(Items from a data source)
════

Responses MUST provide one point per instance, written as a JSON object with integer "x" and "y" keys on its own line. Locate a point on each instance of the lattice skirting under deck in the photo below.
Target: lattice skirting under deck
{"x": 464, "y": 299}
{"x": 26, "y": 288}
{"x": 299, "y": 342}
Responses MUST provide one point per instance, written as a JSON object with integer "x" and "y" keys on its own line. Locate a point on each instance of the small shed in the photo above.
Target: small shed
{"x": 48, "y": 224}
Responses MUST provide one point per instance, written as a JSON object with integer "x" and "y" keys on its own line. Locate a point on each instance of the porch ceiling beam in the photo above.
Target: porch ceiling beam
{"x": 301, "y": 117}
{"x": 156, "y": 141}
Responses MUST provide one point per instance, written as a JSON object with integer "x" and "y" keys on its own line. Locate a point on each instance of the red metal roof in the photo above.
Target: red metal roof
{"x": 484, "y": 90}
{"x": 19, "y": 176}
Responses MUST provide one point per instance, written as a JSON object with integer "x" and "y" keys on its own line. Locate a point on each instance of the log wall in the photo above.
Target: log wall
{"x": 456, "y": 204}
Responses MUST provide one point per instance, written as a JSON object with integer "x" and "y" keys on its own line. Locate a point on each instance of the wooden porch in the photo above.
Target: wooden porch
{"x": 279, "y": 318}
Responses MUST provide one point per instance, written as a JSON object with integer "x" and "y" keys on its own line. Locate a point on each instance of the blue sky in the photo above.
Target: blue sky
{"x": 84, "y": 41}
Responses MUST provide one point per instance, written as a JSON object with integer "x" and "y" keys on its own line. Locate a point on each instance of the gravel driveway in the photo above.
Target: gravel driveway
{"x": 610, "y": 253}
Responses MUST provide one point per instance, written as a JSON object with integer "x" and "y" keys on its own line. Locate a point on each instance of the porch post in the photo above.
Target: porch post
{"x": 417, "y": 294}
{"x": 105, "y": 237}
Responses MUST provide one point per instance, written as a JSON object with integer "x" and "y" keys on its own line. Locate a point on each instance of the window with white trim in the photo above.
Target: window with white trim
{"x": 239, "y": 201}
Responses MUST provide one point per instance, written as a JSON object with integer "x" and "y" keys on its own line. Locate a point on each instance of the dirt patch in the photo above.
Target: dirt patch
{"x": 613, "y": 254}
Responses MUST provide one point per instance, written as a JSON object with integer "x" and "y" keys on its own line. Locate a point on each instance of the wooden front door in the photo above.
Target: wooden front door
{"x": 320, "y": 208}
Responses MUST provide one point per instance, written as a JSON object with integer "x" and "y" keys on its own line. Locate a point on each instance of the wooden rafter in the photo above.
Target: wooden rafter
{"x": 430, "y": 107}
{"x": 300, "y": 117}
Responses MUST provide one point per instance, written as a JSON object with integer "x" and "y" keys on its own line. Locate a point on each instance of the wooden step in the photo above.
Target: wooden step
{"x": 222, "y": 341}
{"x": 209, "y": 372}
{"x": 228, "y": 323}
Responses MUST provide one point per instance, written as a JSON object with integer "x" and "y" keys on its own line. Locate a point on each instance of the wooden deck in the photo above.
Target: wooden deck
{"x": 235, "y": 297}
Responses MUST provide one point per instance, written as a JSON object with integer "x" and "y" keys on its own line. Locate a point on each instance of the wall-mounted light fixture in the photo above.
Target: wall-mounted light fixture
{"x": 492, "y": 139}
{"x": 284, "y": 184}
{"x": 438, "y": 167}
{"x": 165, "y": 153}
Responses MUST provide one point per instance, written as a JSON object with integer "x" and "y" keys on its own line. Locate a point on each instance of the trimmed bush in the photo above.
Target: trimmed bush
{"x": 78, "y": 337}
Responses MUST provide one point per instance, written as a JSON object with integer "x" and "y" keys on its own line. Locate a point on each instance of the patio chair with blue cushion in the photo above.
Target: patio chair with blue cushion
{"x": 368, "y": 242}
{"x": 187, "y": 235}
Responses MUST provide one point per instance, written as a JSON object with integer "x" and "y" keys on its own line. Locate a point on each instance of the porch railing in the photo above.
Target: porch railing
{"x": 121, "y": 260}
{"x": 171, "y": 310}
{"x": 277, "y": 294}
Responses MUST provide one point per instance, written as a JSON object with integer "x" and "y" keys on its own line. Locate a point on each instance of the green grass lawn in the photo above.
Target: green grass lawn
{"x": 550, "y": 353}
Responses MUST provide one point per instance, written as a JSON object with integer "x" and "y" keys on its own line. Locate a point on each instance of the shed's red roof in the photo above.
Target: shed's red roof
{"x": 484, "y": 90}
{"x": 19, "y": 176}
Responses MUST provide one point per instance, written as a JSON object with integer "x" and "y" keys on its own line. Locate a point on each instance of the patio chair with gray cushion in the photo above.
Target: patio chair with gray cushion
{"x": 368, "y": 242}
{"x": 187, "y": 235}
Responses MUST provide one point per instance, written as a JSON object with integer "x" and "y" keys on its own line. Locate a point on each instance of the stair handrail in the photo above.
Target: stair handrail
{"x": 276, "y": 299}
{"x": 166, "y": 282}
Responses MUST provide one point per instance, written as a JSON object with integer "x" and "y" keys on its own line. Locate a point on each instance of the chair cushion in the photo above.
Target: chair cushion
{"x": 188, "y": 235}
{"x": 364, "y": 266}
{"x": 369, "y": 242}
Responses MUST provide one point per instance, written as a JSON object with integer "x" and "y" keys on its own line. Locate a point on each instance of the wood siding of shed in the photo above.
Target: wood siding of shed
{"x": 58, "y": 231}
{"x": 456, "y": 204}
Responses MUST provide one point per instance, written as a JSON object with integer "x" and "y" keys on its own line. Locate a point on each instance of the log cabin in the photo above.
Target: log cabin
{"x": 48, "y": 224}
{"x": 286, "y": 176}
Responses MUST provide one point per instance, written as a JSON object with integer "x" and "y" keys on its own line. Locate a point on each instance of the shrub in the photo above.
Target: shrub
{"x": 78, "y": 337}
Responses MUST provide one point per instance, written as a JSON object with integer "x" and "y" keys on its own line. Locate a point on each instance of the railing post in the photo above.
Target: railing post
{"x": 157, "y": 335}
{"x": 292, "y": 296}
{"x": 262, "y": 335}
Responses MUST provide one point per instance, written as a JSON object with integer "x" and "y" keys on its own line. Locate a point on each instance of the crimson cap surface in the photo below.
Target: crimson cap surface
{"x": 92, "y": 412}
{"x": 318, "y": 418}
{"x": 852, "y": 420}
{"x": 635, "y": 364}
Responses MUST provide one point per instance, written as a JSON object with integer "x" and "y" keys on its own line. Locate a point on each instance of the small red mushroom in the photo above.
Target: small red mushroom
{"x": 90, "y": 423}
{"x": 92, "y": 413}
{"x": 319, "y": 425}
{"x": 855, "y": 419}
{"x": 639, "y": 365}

════

- _SHORT PROBLEM_: Rename "Target" to "Object" everywhere in the listing above. Reproduce every line with no other changes.

- _ANSWER TO THIS EXERCISE_:
Responses MUST provide one point per instance, written as a JSON object with integer "x" and "y" keys on its own line. Locate a point on each instance of the lattice skirting under deck in the photo below.
Object: lattice skirting under deck
{"x": 464, "y": 299}
{"x": 26, "y": 288}
{"x": 299, "y": 342}
Responses MUST provide one point per instance, written as a JSON object with integer "x" and "y" keys on its own line. Locate a point on each instance of the small shed in the photo above.
Object: small shed
{"x": 48, "y": 224}
Responses MUST provide one point per instance, written as a JSON object with integer "x" and "y" keys on its own line. Locate a point on each instance of the porch ceiling beam in the photo above.
Object: porch ceiling beam
{"x": 301, "y": 117}
{"x": 156, "y": 141}
Responses MUST provide one point per instance, written as a JSON object with integer "x" and "y" keys on its own line. Locate a point on each instance of the red metal roof in the photo above.
Object: red metal roof
{"x": 484, "y": 90}
{"x": 19, "y": 176}
Responses MUST provide one point per instance, written as a JSON object with integer "x" and "y" keys on its own line. Locate a point on each instance of the log wall in the photo above.
Object: log wall
{"x": 456, "y": 204}
Responses MUST provide one point per instance, written as a JSON object with integer "x" and "y" keys on its own line. Locate a point on each instance of the wooden porch in the photo above.
Object: wooden porch
{"x": 279, "y": 318}
Responses MUST provide one point per instance, written as a JSON object with integer "x" and "y" keys on its own line. Locate a point on each instance of the blue sky in the photo above.
Object: blue sky
{"x": 84, "y": 41}
Responses MUST provide one point per instance, written as a JSON object with integer "x" and "y" keys on its own line. Locate a point on each instance of the gravel driveway in the photo above.
Object: gravel driveway
{"x": 610, "y": 253}
Responses MUST provide one point per instance, written as a JSON object with integer "x" and "y" keys on its own line. Locate a point on each instance of the porch post in the photo above.
Object: porch post
{"x": 417, "y": 294}
{"x": 105, "y": 237}
Responses MUST provide one point per instance, written as a JSON object with integer "x" and "y" keys on its own line. Locate a point on each instance of the window with white trim in the photo above.
Object: window with white trim
{"x": 239, "y": 201}
Responses MUST provide one point per instance, written as a JSON object with integer "x" and "y" keys on its own line. Locate a point on each instance of the dirt patch in the photo above.
Object: dirt patch
{"x": 613, "y": 254}
Responses MUST provide one point per instance, written as a JSON object with integer "x" and "y" keys on its own line. Locate a point on each instance of the wooden front door in the photo above.
Object: wooden front door
{"x": 320, "y": 208}
Responses MUST provide one point per instance, written as a JSON object with integer "x" and "y" keys on its own line. Locate a point on each instance of the wooden rafter in the photo above.
Object: wooden rafter
{"x": 430, "y": 107}
{"x": 300, "y": 117}
Responses MUST provide one point per instance, written as a JSON object with integer "x" and "y" keys on its own line. Locate a point on each instance of the wooden step in the photo above.
Object: wooden step
{"x": 222, "y": 341}
{"x": 209, "y": 372}
{"x": 228, "y": 323}
Responses MUST provide one point per instance, written as a JSON object with integer "x" and "y" keys on its own line. Locate a point on each instance of the wooden deck in the photo above.
Object: wooden deck
{"x": 235, "y": 297}
Responses MUST provide one point per instance, written as a JSON object with integer "x" and "y" keys on its own line. Locate a point on each instance of the wall-mounted light fixture in the photo above.
Object: wall-mounted light fixture
{"x": 492, "y": 139}
{"x": 284, "y": 184}
{"x": 438, "y": 167}
{"x": 165, "y": 153}
Responses MUST provide one point per instance, written as a JSON object with integer "x" and "y" keys on its own line. Locate a point on each instance of the trimmed bush in the photo above.
Object: trimmed bush
{"x": 78, "y": 337}
Responses MUST provide one point per instance, written as a JSON object with integer "x" and "y" keys on its own line. Locate a point on each instance of the patio chair with blue cushion in the photo above.
Object: patio chair with blue cushion
{"x": 368, "y": 242}
{"x": 187, "y": 235}
Responses MUST provide one point per instance, written as a JSON object with integer "x" and "y" keys on its own line. Locate a point on each instance of the porch railing in the photo above.
Object: porch railing
{"x": 121, "y": 260}
{"x": 171, "y": 310}
{"x": 277, "y": 294}
Responses MUST provide one point per instance, written as a JSON object with integer "x" and "y" keys on its own line. Locate a point on each instance of the green grass lawn in the photo above.
Object: green grass lawn
{"x": 550, "y": 353}
Responses MUST provide one point per instance, written as a JSON object with integer "x" and "y" keys on its own line. Locate a point on each instance of the shed's red roof in the photo above.
Object: shed's red roof
{"x": 484, "y": 90}
{"x": 19, "y": 176}
Responses MUST provide one point per instance, written as a JSON object with integer "x" and "y" keys on its own line. Locate a point on each instance of the patio chair with gray cushion in the photo above.
Object: patio chair with gray cushion
{"x": 368, "y": 242}
{"x": 187, "y": 235}
Responses MUST provide one point per instance, written as a JSON object with integer "x" and "y" keys on its own line. Locate a point on each instance of the stair handrail in the photo above.
Object: stair handrail
{"x": 276, "y": 299}
{"x": 166, "y": 282}
Responses MUST provide one point per instance, written as a JSON object with integer "x" and "y" keys on its own line. Locate a point on each instance of the chair cushion in the photo above.
Object: chair cushion
{"x": 188, "y": 235}
{"x": 364, "y": 266}
{"x": 369, "y": 242}
Responses MUST provide one point per instance, written as a JSON object with integer "x" and "y" keys on its own line. Locate a point on each instance of the wood siding of shed in the photo above.
Object: wood siding of shed
{"x": 58, "y": 231}
{"x": 456, "y": 204}
Responses MUST provide one point per instance, written as a JSON object with integer "x" and "y" keys on its own line. Locate a point on each instance of the log cabin in the photo above.
Object: log cabin
{"x": 48, "y": 224}
{"x": 286, "y": 176}
Responses MUST provide one point per instance, written as a JSON object with integer "x" and "y" keys on its own line. Locate a point on each instance of the shrub in the photo above.
Object: shrub
{"x": 78, "y": 337}
Responses MUST provide one point per instance, written as a JSON object with integer "x" and "y" keys on its own line. Locate a point on each instance of the railing post in the photo above.
Object: railing post
{"x": 157, "y": 335}
{"x": 292, "y": 296}
{"x": 262, "y": 335}
Responses MUST provide one point per instance, written as a JSON object with integer "x" and "y" keys on its own line. Locate a point on each instance of the crimson cap surface in the photo below.
Object: crimson cap surface
{"x": 92, "y": 412}
{"x": 318, "y": 418}
{"x": 852, "y": 420}
{"x": 635, "y": 364}
Responses MUST provide one point per instance, written as a JSON object with integer "x" and "y" keys on its own line. Locate a point on each instance of the small red mushroom in the photo above.
Object: small red mushroom
{"x": 90, "y": 423}
{"x": 92, "y": 413}
{"x": 319, "y": 425}
{"x": 855, "y": 419}
{"x": 639, "y": 365}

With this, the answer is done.